## DO THIS
Copy every line from the one containing "Draw the outline of every instance of the **street" through the last line of the records below, both included, and nothing else.
— START OF AVAILABLE RECORDS —
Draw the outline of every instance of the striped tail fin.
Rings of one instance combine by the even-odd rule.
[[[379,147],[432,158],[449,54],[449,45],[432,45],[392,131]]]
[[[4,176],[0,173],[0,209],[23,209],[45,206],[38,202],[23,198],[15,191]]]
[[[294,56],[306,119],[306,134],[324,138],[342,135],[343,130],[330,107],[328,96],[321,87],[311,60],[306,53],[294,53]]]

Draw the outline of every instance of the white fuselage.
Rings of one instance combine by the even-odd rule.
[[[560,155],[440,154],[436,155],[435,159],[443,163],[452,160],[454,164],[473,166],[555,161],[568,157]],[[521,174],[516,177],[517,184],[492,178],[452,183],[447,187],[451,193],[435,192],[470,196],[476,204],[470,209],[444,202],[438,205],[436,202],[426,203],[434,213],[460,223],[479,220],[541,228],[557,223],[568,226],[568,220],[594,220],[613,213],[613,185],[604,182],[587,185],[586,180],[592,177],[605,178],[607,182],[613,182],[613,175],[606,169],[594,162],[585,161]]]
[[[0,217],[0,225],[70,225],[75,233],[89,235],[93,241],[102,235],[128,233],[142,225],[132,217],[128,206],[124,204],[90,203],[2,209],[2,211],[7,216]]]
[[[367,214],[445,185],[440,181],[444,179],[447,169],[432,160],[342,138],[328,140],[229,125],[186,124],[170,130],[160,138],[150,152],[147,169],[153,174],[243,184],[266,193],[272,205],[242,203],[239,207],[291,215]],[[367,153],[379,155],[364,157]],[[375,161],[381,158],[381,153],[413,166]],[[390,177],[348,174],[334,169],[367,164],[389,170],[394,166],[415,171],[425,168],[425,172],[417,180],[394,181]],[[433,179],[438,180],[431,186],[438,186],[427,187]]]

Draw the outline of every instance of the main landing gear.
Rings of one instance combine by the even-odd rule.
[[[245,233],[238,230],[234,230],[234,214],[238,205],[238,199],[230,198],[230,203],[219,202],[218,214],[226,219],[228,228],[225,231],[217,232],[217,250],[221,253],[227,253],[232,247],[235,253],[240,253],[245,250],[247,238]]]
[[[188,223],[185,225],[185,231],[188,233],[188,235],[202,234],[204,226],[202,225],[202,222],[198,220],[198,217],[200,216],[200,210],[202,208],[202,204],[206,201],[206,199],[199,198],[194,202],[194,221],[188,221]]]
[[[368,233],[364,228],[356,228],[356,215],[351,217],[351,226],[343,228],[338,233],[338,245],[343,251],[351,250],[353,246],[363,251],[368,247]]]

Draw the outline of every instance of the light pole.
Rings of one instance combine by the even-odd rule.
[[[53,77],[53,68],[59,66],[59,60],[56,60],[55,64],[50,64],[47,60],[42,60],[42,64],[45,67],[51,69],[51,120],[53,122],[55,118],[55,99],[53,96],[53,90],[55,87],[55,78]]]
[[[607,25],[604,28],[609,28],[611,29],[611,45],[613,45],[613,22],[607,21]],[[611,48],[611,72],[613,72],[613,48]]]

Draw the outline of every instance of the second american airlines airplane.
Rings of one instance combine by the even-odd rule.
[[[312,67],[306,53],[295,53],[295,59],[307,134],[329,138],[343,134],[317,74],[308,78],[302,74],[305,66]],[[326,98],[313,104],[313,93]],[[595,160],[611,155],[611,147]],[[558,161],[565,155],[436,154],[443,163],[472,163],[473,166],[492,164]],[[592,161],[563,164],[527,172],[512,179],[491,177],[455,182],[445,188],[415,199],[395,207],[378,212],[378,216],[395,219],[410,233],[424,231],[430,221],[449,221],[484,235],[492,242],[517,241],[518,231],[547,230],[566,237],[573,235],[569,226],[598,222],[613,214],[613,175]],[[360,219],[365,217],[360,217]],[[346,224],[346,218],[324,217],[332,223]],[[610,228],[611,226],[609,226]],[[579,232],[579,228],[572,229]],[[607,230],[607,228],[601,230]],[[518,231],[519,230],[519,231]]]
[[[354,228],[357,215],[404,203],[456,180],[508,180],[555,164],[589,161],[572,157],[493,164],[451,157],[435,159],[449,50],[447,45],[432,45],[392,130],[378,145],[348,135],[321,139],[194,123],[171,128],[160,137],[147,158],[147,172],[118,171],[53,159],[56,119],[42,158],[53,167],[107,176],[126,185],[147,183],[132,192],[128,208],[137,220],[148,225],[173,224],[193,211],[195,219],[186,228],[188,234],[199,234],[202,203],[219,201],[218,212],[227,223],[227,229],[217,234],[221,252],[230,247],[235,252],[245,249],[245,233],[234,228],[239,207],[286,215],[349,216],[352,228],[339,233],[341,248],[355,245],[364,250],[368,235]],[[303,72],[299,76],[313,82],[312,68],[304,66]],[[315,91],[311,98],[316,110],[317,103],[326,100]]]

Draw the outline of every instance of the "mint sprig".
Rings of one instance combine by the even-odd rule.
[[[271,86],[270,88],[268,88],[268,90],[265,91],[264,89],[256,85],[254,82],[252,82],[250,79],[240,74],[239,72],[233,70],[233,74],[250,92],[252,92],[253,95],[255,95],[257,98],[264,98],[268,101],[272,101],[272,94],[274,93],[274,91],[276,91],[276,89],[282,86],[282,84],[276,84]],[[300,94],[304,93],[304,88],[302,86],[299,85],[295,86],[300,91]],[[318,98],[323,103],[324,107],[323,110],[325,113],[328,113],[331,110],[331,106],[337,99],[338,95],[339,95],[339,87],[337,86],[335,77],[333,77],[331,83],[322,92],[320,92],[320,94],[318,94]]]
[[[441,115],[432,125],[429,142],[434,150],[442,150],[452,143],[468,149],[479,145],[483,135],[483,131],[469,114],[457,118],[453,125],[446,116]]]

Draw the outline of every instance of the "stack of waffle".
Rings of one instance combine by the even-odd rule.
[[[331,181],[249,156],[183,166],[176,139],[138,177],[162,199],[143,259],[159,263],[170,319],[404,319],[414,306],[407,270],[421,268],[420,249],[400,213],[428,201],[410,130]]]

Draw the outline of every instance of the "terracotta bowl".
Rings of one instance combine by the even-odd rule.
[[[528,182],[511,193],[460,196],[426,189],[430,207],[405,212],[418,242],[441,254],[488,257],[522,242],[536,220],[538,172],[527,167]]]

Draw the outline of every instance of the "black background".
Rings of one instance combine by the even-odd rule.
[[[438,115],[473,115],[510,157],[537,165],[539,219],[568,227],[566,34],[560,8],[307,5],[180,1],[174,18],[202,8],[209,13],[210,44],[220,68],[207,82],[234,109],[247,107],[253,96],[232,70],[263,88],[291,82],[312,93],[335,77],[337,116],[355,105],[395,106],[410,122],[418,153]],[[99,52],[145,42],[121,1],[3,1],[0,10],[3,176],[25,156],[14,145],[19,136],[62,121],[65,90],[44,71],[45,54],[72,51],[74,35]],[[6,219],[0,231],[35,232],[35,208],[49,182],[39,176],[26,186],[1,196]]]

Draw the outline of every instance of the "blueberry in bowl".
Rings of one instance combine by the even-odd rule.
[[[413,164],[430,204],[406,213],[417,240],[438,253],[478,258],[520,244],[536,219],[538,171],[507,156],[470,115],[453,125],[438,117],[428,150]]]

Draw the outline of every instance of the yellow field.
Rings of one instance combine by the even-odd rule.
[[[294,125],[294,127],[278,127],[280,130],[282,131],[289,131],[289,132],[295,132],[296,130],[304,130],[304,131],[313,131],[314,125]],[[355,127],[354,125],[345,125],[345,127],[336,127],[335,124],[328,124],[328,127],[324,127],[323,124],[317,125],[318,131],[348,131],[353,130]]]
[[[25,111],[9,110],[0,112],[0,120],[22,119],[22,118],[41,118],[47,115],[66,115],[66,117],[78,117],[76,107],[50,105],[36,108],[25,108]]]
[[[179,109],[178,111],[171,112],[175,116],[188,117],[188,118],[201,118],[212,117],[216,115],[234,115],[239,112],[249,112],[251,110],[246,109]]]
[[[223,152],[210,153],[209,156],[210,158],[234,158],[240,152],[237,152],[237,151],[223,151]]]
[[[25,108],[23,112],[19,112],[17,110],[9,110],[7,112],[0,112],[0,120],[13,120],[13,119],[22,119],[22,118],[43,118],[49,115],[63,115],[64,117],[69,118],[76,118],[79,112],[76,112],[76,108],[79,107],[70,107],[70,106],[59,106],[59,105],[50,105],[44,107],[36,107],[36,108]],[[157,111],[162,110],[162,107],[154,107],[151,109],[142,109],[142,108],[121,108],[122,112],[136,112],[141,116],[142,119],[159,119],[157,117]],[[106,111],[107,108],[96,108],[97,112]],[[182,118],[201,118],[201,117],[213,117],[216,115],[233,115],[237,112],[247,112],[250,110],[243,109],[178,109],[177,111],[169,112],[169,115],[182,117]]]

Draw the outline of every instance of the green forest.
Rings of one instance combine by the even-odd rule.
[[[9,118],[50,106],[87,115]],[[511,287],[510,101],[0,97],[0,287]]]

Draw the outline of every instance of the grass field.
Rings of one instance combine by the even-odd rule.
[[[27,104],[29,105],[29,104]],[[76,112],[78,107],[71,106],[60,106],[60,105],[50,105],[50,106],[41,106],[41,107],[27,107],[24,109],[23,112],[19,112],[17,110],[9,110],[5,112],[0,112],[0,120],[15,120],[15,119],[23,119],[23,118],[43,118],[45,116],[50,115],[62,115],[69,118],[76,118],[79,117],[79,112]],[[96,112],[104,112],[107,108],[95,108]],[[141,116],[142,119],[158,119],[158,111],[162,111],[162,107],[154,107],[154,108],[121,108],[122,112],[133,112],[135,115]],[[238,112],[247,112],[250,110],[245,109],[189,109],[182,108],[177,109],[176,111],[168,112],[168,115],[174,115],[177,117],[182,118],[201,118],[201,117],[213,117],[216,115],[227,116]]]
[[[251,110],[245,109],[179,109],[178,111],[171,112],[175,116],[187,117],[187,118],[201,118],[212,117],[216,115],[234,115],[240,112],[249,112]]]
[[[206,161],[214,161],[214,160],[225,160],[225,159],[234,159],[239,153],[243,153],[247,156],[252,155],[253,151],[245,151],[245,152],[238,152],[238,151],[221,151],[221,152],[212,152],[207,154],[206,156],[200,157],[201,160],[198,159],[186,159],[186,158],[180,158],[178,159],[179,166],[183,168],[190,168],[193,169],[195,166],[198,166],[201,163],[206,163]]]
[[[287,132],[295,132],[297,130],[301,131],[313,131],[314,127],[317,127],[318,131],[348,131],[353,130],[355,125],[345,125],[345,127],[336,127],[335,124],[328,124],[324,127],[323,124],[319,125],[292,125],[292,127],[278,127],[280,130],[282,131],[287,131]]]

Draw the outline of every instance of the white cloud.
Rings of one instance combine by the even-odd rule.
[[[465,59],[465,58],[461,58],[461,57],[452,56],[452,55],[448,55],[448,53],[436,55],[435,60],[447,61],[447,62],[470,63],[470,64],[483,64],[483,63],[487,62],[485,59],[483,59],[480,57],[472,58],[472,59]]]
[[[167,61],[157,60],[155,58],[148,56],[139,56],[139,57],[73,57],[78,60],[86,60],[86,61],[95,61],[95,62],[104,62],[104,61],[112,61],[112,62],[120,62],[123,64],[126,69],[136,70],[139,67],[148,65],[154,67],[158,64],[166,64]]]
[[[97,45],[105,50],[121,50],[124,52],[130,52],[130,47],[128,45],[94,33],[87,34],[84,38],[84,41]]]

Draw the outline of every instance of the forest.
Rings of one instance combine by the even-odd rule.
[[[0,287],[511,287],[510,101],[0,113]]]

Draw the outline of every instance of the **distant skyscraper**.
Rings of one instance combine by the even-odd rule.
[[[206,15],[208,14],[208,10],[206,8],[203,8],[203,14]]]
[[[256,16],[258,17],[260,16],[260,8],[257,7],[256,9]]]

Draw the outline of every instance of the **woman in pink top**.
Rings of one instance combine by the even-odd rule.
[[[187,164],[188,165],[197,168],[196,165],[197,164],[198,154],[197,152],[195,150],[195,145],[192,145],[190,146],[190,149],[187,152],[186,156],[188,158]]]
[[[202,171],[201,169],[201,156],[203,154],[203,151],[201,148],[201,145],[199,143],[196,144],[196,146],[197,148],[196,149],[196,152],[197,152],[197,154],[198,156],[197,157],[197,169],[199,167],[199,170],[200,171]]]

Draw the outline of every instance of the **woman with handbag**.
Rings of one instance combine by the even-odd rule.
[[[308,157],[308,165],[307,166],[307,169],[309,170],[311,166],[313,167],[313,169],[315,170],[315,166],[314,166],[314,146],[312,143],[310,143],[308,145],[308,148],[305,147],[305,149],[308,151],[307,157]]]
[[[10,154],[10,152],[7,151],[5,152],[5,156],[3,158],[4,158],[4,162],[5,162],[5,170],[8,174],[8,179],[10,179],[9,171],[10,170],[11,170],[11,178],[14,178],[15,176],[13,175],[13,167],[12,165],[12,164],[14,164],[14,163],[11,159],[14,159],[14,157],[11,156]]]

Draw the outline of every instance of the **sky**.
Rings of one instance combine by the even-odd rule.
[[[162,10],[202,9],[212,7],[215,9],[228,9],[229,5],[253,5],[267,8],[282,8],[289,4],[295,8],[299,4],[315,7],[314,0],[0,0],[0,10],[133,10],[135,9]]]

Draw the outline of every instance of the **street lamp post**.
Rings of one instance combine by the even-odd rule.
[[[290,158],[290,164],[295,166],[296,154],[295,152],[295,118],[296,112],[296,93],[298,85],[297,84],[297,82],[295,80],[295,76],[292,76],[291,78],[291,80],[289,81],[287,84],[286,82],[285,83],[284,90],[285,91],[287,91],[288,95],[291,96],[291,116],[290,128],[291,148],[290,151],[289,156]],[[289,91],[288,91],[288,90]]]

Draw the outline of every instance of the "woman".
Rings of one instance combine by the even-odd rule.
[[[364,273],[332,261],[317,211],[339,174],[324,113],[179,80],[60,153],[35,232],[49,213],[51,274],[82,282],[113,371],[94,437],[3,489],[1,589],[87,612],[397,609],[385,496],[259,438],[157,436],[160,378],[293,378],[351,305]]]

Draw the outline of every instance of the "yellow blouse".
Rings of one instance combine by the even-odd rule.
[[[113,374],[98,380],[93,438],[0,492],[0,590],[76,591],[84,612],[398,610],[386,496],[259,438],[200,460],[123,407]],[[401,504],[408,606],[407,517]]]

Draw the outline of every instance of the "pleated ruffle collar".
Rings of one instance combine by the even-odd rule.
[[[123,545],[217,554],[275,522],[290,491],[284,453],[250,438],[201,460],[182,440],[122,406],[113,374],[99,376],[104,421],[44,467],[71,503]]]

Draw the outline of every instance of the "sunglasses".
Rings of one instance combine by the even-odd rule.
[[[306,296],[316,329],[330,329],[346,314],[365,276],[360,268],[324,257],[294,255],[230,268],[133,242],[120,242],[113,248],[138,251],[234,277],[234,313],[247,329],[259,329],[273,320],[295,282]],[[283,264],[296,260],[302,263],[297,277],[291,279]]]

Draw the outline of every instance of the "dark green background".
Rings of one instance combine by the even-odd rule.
— END OF AVAILABLE RECORDS —
## RESPONSE FOR THIS EXERCISE
Draw the outline of every instance of the **street lamp post**.
Rings of one instance combine by the even-odd rule.
[[[290,158],[290,164],[295,166],[296,154],[295,152],[295,118],[296,112],[296,93],[298,85],[297,84],[297,82],[295,80],[295,76],[292,76],[291,78],[291,80],[289,81],[287,84],[286,82],[285,83],[284,90],[285,91],[287,91],[288,95],[291,96],[291,116],[290,128],[291,148],[290,151],[289,156]],[[289,91],[288,91],[288,90]]]

Draw the outline of every instance of the "woman".
Rings of one instance combine by the even-odd rule.
[[[364,273],[332,261],[317,211],[339,174],[324,113],[179,80],[60,153],[35,232],[49,213],[51,274],[82,282],[113,371],[94,437],[3,489],[1,589],[87,612],[397,609],[385,496],[259,438],[157,436],[160,378],[293,378],[351,305]]]

Draw the outline of every instance of the "yellow blouse".
Rings of one instance combine by the even-odd rule.
[[[113,374],[98,380],[93,438],[0,492],[0,590],[76,591],[84,612],[398,610],[386,496],[259,438],[200,460],[123,407]],[[401,504],[408,606],[407,517]]]

Draw the outline of every instance of the "pleated ruffle collar".
Rings of one instance combine by the even-odd rule.
[[[123,545],[217,554],[275,522],[290,491],[284,453],[250,438],[201,460],[182,440],[122,406],[113,374],[99,376],[104,421],[44,467],[71,503]]]

Draw the outline of every instance of the "sunglasses".
Rings of one instance combine by the even-odd rule.
[[[306,296],[316,329],[330,329],[346,314],[365,276],[360,268],[324,257],[294,255],[230,268],[133,242],[120,242],[113,248],[138,251],[234,277],[234,313],[247,329],[259,329],[273,320],[295,282]],[[283,264],[296,260],[302,263],[297,277],[291,279]]]

Draw the outline of every instance of the "dark green background".
Rings of one instance combine by the even-odd rule.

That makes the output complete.